▸ **CONSIGNE 1**: Recopiez, dans le passage sur la révolution de 1830, tout ce qui va de « Des trois Révolutions » jusqu'à « vingt ans après... ».

▸ **EXTRAIT FOURNI**:
■ ■ ■ ■ ■ ■ ■

Des trois Révolutions que notre Histoire retient, parmi bien d'autres convulsions, celle de 1830 est la plus chargée de symboles et la plus improvisée. Elle nous a laissé la Liberté guidant le peuple, la colonne de Juillet à la Bastille, et trois journées nommées « Les trois Glorieuses ». Elle ne nous avait pourtant pas rendu la République... et, tout au contraire, nous prolongeait la royauté de dix-huit ans encore! Elle partit un 26 juillet au soir et à trois jours près, on pouvait fêter le 180e anniversaire de cette Révolution et célébrer la liberté de la presse, consacrée par le TGI de Paris, qui a confirmé à Mediapart - et à toute la presse par la même occasion - ce droit à délivrer, publier et faire connaître, en dehors de toute investigation malveillante concernant la vie privée, les informations qui relèvent de l'intérêt général. Belle leçon, cent quatre vingt ans après...

Car la Révolution de 1830 est celle avant tout de la presse, uniquement du droit d'expression pour lequel les «écrivains des journaux» sont descendus dans la rue et ont entraîné le peuple. Rare page de Résistance de la pensée... Résistance, ce mot qui surgit dans la première « protestation » au roi ; Résistance à ces « ordonnances » dont la première concerne la presse, cet «instrument de désordre et de sédition» et les trois autres la dissolution de la Chambre et le changement du mode d'élection des députés.

■ ■ ■ ■ ■ ■ ■

▸ **ENTRÉES DISPONIBLES**:
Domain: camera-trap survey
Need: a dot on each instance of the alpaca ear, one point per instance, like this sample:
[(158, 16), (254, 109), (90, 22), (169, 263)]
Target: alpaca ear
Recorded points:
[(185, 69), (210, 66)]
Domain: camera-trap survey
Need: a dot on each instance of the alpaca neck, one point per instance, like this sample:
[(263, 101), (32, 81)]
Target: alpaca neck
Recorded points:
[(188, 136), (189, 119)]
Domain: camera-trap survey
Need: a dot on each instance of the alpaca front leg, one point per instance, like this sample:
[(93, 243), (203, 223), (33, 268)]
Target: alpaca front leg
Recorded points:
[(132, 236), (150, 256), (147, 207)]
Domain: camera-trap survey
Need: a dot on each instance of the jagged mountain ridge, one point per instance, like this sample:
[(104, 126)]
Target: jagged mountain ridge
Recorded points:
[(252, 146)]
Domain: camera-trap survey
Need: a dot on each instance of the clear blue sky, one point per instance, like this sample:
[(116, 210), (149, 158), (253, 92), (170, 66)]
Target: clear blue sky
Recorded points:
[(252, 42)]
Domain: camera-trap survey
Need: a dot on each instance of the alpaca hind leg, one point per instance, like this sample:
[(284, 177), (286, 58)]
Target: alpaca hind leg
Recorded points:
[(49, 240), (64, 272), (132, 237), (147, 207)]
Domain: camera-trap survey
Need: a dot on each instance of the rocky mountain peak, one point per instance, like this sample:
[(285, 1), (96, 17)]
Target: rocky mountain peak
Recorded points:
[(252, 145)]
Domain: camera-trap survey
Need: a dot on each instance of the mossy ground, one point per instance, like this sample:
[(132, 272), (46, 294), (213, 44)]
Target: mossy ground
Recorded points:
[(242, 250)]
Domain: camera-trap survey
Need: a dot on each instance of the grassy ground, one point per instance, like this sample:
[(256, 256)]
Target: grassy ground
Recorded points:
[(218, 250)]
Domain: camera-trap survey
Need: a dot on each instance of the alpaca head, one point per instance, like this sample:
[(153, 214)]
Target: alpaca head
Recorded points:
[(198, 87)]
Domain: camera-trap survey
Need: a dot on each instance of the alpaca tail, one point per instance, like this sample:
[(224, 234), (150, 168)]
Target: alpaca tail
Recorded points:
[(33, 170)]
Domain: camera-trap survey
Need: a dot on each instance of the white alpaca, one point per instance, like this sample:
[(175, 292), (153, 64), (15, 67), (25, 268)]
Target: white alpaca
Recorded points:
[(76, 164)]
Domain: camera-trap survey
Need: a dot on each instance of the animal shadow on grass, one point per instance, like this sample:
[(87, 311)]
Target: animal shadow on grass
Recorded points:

■ ■ ■ ■ ■ ■ ■

▸ **CONSIGNE 2**: Rassemblez chaque ligne des entrées où figure le mot « mountain ».

▸ **RÉPONSE ATTENDUE 1**:
Des trois Révolutions que notre Histoire retient, parmi bien d'autres convulsions, celle de 1830 est la plus chargée de symboles et la plus improvisée. Elle nous a laissé la Liberté guidant le peuple, la colonne de Juillet à la Bastille, et trois journées nommées « Les trois Glorieuses ». Elle ne nous avait pourtant pas rendu la République... et, tout au contraire, nous prolongeait la royauté de dix-huit ans encore! Elle partit un 26 juillet au soir et à trois jours près, on pouvait fêter le 180e anniversaire de cette Révolution et célébrer la liberté de la presse, consacrée par le TGI de Paris, qui a confirmé à Mediapart - et à toute la presse par la même occasion - ce droit à délivrer, publier et faire connaître, en dehors de toute investigation malveillante concernant la vie privée, les informations qui relèvent de l'intérêt général. Belle leçon, cent quatre vingt ans après...

▸ **RÉPONSE ATTENDUE 2**:
Need: a dot on each instance of the jagged mountain ridge, one point per instance, like this sample:
Target: jagged mountain ridge
Need: a dot on each instance of the rocky mountain peak, one point per instance, like this sample:
Target: rocky mountain peak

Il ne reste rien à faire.